▽

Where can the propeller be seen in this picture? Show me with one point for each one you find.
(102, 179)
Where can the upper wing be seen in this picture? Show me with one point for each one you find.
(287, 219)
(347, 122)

△

PROMPT: Reproduce every record above word for word, in the same order.

RESULT FOR THIS TASK:
Where can the propeller be seen in this picture? Show me with one point for each one you find.
(102, 179)
Where can the upper wing be seen in this picture? Show me with one point for each one you find.
(287, 219)
(347, 122)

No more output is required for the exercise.